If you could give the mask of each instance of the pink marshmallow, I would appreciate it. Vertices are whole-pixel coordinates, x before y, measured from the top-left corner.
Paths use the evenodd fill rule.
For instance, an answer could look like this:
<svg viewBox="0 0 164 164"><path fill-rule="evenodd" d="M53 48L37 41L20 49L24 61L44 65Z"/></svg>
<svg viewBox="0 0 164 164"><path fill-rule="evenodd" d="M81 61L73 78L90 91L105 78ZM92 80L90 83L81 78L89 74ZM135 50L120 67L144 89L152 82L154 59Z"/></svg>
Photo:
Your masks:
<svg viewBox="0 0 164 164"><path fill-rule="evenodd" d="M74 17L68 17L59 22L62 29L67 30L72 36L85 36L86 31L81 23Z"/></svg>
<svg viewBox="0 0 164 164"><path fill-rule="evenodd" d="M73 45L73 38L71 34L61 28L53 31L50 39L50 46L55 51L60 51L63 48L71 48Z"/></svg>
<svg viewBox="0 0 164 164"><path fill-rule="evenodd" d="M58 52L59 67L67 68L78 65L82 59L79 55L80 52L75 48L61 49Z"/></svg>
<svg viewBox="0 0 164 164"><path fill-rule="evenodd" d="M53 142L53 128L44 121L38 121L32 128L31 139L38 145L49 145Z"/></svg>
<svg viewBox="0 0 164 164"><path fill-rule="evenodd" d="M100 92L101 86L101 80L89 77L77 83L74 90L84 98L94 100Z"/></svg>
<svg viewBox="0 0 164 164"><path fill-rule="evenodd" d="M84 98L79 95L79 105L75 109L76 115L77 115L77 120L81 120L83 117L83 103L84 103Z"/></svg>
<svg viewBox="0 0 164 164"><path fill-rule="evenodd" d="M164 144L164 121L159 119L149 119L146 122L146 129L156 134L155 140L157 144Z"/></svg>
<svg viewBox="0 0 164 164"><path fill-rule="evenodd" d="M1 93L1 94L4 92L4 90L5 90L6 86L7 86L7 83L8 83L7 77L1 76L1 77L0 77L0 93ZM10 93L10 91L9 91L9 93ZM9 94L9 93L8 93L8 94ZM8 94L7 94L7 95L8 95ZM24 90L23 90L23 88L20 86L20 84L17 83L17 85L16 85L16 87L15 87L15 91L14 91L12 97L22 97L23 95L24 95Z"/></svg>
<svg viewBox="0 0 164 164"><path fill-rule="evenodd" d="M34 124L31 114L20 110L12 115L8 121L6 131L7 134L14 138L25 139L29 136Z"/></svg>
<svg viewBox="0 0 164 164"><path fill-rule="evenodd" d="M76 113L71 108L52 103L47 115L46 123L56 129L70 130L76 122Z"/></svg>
┄┄┄┄┄┄┄┄┄┄┄┄┄┄┄┄┄┄┄┄
**Istruzioni e requisiti**
Riscrivi tutte le voci sostituendo "pink marshmallow" con "white marshmallow" e lasciando invariato tutto il resto.

**Risposta corretta**
If you could give the mask of each instance of the white marshmallow, I would appreciate it. Vertices are whole-pixel coordinates, x before y, measured from the top-left corner.
Paths use the evenodd fill rule.
For instance, an answer could look like this:
<svg viewBox="0 0 164 164"><path fill-rule="evenodd" d="M53 48L37 41L20 49L24 61L44 65Z"/></svg>
<svg viewBox="0 0 164 164"><path fill-rule="evenodd" d="M81 61L73 78L90 91L105 78ZM92 80L90 83L81 78L89 74ZM135 50L120 67L144 89L152 82L154 59Z"/></svg>
Photo:
Your masks:
<svg viewBox="0 0 164 164"><path fill-rule="evenodd" d="M74 17L68 17L59 22L62 29L67 30L72 36L85 36L86 31L81 23Z"/></svg>
<svg viewBox="0 0 164 164"><path fill-rule="evenodd" d="M73 45L73 38L71 34L61 28L53 31L50 39L50 46L55 51L60 51L63 48L71 48Z"/></svg>
<svg viewBox="0 0 164 164"><path fill-rule="evenodd" d="M58 52L59 67L67 68L78 65L82 59L79 55L80 52L75 48L61 49Z"/></svg>
<svg viewBox="0 0 164 164"><path fill-rule="evenodd" d="M53 142L53 128L44 121L38 121L32 128L31 139L38 145L49 145Z"/></svg>
<svg viewBox="0 0 164 164"><path fill-rule="evenodd" d="M100 92L101 86L101 80L89 77L77 83L74 90L84 98L94 100Z"/></svg>
<svg viewBox="0 0 164 164"><path fill-rule="evenodd" d="M84 98L79 95L79 105L75 109L76 115L77 115L77 120L81 120L83 117L83 103L84 103Z"/></svg>
<svg viewBox="0 0 164 164"><path fill-rule="evenodd" d="M164 144L164 121L159 119L149 119L146 122L146 129L156 134L155 140L157 144Z"/></svg>
<svg viewBox="0 0 164 164"><path fill-rule="evenodd" d="M1 93L1 94L4 92L4 90L5 90L6 86L7 86L7 83L8 83L7 77L1 76L1 77L0 77L0 93ZM10 93L10 91L9 91L9 93ZM9 94L9 93L8 93L8 94ZM8 94L7 94L7 95L8 95ZM24 90L23 90L23 88L20 86L20 84L17 83L17 85L16 85L16 87L15 87L15 91L14 91L12 97L22 97L23 95L24 95Z"/></svg>
<svg viewBox="0 0 164 164"><path fill-rule="evenodd" d="M34 124L31 114L20 110L12 115L8 121L6 131L7 134L14 138L25 139L29 136Z"/></svg>
<svg viewBox="0 0 164 164"><path fill-rule="evenodd" d="M76 113L71 108L52 103L47 115L46 123L56 129L70 130L76 122Z"/></svg>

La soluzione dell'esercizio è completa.